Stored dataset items
## START
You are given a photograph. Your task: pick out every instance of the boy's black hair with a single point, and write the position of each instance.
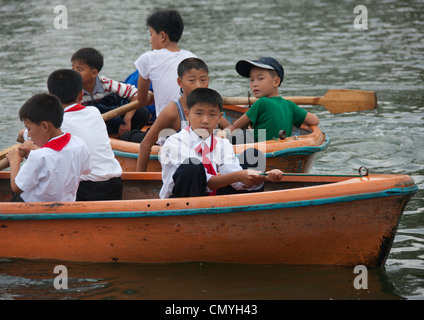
(204, 96)
(42, 107)
(168, 21)
(90, 56)
(66, 84)
(191, 63)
## END
> **Written request**
Rewrite the records with "black hair" changed to "dark hair" and everything else kept the same. Omit the pictures from your output.

> **Expected output**
You are given a photograph. Your task: pick out every instance of the boy's dark hair with a single point, and write the position of each instance.
(204, 96)
(42, 107)
(168, 21)
(90, 56)
(66, 84)
(191, 63)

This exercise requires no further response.